##### Selected passage #####

Jul 27, 201605:27 PMBlog
State restaurant, lodging associations finalize merge
Yesterday, two of the state’s leading hospitality associations became one, with the Washington Restaurant Association and Washington Lodging Association finalizing a partnership first announced late last year.
The two groups began operations under a joint operating agreement on Oct. 1, combining staff and operational functions in the WRA’s Olympia office. Yesterday, the associations signed final contracts and created cornerstone plans for a united hospitality association in Washington.
President and CEO Anthony Anton will head the new entity going forward.
“This is an exciting time for our membership and the businesses they represent across Washington. Combined leadership capabilities and viewpoints also create more opportunities for innovation,” said Anton. “By joining forces and harnessing the ideas from all of the hospitality sectors, we really have a chance to lift people up and do great things.
“Now, we can even more effectively address the challenges facing our industry from providing resources to government affairs, to the shared goal of finding and training a future workforce; we have never been in a stronger position to really make a difference.”
The next step in the WLA and WRA collaboration, launching of a unified new brand, will take effect on Oct. 1, 2016. The new, unified hospitality association will have more than 6,000 members and advocate on behalf of an industry that employs more than 250,000 Washingtonians and generates $17.7 billion in revenue each year. It will also serve as the primary source of hospitality information for the state’s restaurants and hotels.
“This alliance delivers even more value to members, and we are excited to be joining forces with the Washington Restaurant Association,” said Matt Van Der Peet, WLA chair and general manager of the Westin Bellevue Hotel. “By coming together, we are better able to leverage the strength and resources of both associations, benefiting our members, their employees and, ultimately, the state as a whole,” he said.

##### Information given #####

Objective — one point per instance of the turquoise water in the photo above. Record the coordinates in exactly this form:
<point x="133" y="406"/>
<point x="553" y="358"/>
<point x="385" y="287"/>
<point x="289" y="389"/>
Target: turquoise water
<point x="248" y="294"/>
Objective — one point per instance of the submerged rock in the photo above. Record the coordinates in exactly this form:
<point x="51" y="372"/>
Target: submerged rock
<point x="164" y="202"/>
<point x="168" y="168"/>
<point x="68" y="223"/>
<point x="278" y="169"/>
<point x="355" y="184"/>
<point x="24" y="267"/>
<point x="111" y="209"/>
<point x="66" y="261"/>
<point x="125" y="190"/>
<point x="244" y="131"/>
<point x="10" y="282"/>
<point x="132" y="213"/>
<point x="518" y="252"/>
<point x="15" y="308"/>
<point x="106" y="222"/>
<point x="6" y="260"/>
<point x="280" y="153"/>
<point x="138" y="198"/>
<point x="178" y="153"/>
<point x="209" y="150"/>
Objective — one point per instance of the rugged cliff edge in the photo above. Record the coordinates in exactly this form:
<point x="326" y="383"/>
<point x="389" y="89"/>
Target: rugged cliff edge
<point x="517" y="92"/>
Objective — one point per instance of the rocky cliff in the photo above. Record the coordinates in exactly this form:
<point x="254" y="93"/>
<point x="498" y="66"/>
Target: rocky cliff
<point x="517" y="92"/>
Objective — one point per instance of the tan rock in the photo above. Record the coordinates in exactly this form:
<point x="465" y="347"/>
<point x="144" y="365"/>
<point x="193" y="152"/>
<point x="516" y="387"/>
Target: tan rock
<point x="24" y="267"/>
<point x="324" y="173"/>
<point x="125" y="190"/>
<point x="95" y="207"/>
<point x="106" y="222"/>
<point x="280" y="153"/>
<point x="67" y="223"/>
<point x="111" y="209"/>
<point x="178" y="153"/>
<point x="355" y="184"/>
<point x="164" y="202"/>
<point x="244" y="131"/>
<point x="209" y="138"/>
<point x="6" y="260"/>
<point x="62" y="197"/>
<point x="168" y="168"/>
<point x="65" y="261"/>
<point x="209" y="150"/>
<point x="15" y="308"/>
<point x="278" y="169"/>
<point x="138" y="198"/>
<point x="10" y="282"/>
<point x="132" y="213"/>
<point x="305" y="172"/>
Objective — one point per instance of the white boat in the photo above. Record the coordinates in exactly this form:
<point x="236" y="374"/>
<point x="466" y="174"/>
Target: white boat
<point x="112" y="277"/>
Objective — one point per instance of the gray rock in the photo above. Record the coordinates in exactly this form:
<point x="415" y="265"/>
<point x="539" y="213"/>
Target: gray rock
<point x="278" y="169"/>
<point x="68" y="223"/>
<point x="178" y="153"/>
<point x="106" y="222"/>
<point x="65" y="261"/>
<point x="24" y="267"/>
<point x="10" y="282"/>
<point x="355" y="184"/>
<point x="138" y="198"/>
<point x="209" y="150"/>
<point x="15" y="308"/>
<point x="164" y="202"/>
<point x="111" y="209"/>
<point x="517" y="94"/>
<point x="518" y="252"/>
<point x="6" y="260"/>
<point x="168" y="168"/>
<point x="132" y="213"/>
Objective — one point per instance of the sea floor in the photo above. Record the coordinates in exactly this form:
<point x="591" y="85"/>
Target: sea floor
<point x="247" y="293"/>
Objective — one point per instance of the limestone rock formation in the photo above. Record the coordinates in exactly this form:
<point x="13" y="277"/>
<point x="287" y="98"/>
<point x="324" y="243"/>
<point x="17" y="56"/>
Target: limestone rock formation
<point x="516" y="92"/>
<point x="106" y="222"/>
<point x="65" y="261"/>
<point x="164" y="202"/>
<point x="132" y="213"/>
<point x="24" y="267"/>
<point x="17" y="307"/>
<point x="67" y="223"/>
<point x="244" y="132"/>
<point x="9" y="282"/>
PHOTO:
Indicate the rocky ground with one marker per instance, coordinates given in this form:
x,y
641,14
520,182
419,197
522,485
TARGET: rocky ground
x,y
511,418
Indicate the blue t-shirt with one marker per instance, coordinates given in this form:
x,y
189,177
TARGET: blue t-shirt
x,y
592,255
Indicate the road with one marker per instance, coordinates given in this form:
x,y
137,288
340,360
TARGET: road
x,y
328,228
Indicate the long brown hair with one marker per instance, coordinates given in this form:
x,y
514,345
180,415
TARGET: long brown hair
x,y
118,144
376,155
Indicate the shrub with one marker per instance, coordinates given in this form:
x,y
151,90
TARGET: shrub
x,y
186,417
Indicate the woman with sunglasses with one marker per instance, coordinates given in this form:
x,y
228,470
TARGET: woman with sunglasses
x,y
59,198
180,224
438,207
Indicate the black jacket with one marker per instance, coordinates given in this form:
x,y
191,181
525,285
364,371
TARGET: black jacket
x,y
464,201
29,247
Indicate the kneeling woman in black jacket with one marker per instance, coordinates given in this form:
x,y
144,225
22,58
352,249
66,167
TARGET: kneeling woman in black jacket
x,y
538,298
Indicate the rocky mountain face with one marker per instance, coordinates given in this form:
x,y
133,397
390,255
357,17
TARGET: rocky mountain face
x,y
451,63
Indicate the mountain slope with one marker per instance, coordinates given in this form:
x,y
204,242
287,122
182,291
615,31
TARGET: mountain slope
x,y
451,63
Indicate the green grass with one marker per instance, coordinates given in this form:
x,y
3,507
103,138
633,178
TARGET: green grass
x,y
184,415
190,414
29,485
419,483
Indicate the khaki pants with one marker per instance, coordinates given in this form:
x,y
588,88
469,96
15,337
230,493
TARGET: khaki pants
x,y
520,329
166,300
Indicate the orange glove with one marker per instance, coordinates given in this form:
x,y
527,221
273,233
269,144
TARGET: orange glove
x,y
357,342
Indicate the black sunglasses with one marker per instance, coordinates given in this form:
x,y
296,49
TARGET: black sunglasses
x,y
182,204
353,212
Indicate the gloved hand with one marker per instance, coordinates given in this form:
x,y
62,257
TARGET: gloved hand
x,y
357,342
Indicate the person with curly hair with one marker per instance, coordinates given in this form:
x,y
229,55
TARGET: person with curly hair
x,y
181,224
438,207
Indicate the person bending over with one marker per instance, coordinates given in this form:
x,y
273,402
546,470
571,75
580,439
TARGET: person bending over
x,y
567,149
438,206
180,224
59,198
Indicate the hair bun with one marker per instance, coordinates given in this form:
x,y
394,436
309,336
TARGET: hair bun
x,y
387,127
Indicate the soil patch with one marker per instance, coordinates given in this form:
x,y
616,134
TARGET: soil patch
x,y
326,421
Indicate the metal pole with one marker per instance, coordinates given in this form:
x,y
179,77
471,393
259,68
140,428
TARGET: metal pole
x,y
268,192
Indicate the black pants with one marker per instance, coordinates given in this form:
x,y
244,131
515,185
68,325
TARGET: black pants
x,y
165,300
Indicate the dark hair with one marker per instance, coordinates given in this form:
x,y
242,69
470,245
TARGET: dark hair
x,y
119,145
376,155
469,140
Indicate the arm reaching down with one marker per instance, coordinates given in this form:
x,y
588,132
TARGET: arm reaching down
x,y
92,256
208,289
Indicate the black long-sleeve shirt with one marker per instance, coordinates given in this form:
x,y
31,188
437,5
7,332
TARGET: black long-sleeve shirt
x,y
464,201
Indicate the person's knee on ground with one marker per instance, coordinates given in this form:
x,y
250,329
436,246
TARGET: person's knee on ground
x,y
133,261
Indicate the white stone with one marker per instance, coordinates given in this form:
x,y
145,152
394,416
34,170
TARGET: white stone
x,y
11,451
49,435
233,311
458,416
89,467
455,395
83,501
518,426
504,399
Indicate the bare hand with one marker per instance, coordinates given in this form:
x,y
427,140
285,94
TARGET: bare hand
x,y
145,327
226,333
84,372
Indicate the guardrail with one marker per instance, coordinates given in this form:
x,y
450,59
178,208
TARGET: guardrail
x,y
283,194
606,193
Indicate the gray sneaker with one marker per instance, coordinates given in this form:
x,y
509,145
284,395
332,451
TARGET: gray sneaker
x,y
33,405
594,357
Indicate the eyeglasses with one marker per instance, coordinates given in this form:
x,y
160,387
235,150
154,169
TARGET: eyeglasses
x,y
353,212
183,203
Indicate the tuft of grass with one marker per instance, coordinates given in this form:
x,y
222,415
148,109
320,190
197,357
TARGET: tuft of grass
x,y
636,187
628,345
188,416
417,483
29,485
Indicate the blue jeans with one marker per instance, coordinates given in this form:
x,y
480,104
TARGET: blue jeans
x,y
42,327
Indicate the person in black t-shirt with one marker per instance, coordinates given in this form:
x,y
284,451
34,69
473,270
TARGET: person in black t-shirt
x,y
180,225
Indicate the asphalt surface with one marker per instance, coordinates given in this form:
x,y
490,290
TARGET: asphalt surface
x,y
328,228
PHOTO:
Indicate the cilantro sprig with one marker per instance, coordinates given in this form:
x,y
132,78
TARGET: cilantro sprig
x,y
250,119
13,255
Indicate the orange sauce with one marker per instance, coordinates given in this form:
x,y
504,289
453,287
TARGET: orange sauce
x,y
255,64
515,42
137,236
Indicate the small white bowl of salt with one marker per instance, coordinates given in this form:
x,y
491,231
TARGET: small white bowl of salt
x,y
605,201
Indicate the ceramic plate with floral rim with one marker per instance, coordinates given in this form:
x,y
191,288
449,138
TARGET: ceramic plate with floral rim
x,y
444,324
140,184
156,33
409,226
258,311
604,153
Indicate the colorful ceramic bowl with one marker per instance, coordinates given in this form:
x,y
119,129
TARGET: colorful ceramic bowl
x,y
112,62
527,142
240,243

#####

*Activities*
1) In the article on the restaurant and lodging association merger, write out the part between "The two groups" and "entity going forward.", inclusive, with "entity" replaced by "organization".
2) According to the article on the restaurant and lodging association merger, how many members will the new, unified hospitality association have?
3) List every organization named in the article on the restaurant and lodging association merger.

*List of answers*
1)
The two groups began operations under a joint operating agreement on Oct. 1, combining staff and operational functions in the WRA’s Olympia office. Yesterday, the associations signed final contracts and created cornerstone plans for a united hospitality association in Washington.
President and CEO Anthony Anton will head the new organization going forward.

2) More than 6,000 members.

3)
- Washington Restaurant Association (WRA)
- Washington Lodging Association (WLA)
- Westin Bellevue Hotel